▸ **REQUIREMENT**: List every line in the items below that contains the word "black".

======== PROVIDED DATA

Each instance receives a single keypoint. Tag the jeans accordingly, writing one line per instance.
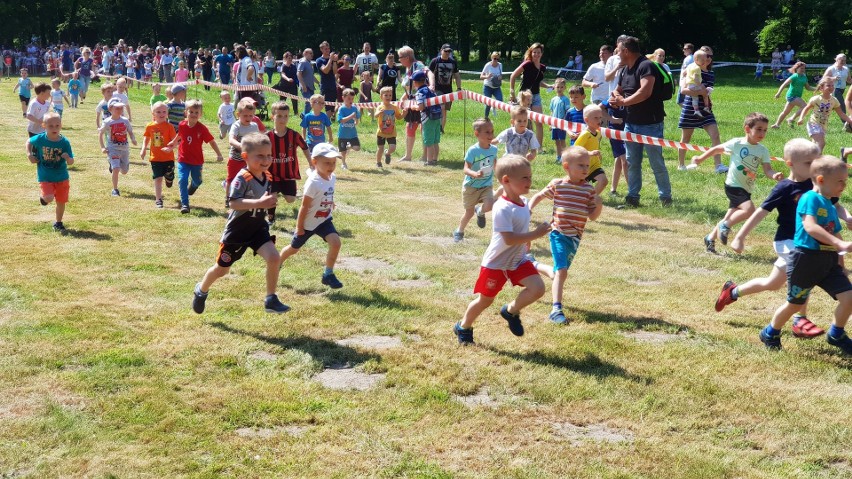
(184, 173)
(490, 92)
(655, 158)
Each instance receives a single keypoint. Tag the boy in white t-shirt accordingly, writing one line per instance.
(505, 259)
(315, 213)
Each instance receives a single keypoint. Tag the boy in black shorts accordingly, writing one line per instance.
(247, 227)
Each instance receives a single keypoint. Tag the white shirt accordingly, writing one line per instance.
(507, 217)
(595, 74)
(321, 191)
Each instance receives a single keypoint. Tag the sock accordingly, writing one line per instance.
(770, 331)
(836, 331)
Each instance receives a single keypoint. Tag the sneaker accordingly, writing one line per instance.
(558, 317)
(709, 245)
(273, 305)
(198, 299)
(725, 297)
(772, 342)
(514, 320)
(480, 217)
(843, 342)
(804, 328)
(724, 231)
(331, 281)
(465, 335)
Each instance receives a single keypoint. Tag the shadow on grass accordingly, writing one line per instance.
(328, 352)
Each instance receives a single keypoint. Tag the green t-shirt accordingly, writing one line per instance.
(797, 85)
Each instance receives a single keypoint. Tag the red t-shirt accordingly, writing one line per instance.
(285, 151)
(192, 139)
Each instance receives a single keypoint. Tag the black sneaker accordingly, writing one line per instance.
(514, 320)
(465, 336)
(198, 299)
(331, 281)
(273, 305)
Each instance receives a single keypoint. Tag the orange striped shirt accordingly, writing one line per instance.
(571, 205)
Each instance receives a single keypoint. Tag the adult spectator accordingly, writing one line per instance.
(327, 68)
(366, 61)
(305, 74)
(645, 114)
(412, 118)
(595, 78)
(688, 121)
(492, 80)
(443, 70)
(532, 72)
(840, 72)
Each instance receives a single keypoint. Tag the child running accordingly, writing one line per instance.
(505, 259)
(478, 181)
(575, 201)
(247, 227)
(799, 154)
(815, 260)
(315, 213)
(747, 155)
(51, 153)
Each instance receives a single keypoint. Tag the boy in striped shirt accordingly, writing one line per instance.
(574, 202)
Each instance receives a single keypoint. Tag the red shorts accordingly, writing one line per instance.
(58, 190)
(491, 281)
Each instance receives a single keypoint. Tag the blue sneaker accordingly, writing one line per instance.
(465, 335)
(558, 317)
(514, 320)
(772, 342)
(843, 342)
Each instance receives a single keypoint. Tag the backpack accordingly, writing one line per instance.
(664, 85)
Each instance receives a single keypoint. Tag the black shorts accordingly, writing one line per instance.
(380, 141)
(324, 229)
(809, 268)
(285, 187)
(229, 253)
(344, 144)
(736, 196)
(163, 169)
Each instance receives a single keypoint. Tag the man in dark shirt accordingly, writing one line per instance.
(645, 113)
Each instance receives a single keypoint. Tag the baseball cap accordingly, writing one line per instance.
(325, 150)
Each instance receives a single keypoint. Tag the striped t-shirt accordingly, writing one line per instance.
(571, 205)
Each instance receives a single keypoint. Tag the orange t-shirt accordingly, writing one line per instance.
(159, 135)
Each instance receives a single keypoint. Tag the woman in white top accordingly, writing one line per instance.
(840, 72)
(492, 80)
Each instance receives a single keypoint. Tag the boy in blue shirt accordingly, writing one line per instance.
(479, 162)
(815, 261)
(316, 123)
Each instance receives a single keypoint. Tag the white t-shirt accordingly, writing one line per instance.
(321, 191)
(507, 217)
(595, 74)
(226, 113)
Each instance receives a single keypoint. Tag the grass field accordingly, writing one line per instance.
(106, 372)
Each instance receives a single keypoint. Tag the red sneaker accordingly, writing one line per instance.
(804, 328)
(725, 297)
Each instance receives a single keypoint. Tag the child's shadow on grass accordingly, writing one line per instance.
(328, 352)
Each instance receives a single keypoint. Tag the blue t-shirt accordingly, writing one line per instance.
(814, 204)
(347, 131)
(315, 126)
(481, 159)
(51, 167)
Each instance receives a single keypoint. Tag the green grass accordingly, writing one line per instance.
(106, 372)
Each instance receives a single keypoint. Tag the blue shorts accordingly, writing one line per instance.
(324, 229)
(563, 248)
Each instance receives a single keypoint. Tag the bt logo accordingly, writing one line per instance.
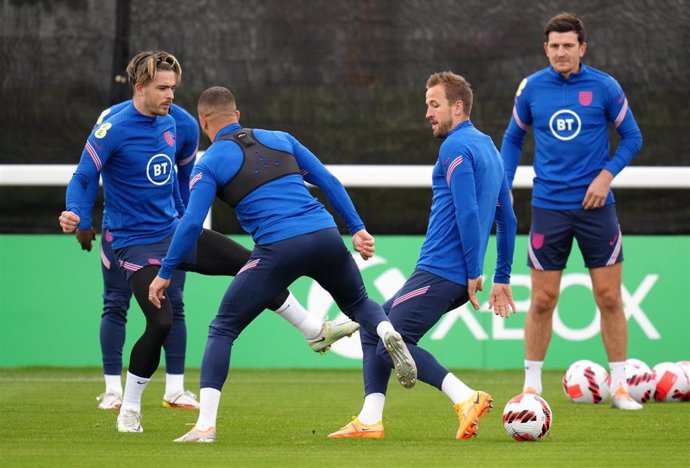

================

▸ **ANSWER TO THIS PROBLEM**:
Each instance receives a single keypoint. Tag the boy in black shorts accordingly, writing one line per instance.
Each instance receives a single keypoint. Tag the black sneaker accordingly, writing one line per instance.
Each instance receives a single keypoint. Tag the black shorts accordingly, writing one line per instance.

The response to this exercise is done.